## START Extract to read

8 Ways Not to Use Vinegar

By Adam Verwymeren, Networx

Common household vinegar is one of those wonder products that people are always discovering new uses for. Whether you want to drive away dandruff, eradicate mildew, or keep bugs at bay, vinegar has been proposed as a solution to just about every problem under the sun.

But while it has a number of uses, vinegar isn’t always the solution, and on occasion it can be downright dangerous. Here are the top 8 ways not to put this miracle substance to work in your home.

1. While vinegar is good at cleaning many things, you shouldn’t confuse it with soap. Alkaline cleaners like dish detergent are ideally suited for lifting grease, whereas vinegar will have little effect on it. If you have a greasy cleaning job, reach for regular soap and leave the vinegar on the shelf.

2. You should never use vinegar on waxed surfaces. The vinegar will only strip the wax off, dulling the sheen on your nicely shined car. However, vinegar is a great option if you’re looking to remove an old coat of wax before you put down a fresh layer of polish.

## END Extract to read
## START Raw data

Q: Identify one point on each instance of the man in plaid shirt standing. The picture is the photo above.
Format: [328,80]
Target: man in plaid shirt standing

## END Raw data

Exercise: Transcribe the vinegar article from "8 Ways Not to Use" up to and including "on the shelf.".

Task output:
8 Ways Not to Use Vinegar

By Adam Verwymeren, Networx

Common household vinegar is one of those wonder products that people are always discovering new uses for. Whether you want to drive away dandruff, eradicate mildew, or keep bugs at bay, vinegar has been proposed as a solution to just about every problem under the sun.

But while it has a number of uses, vinegar isn’t always the solution, and on occasion it can be downright dangerous. Here are the top 8 ways not to put this miracle substance to work in your home.

1. While vinegar is good at cleaning many things, you shouldn’t confuse it with soap. Alkaline cleaners like dish detergent are ideally suited for lifting grease, whereas vinegar will have little effect on it. If you have a greasy cleaning job, reach for regular soap and leave the vinegar on the shelf.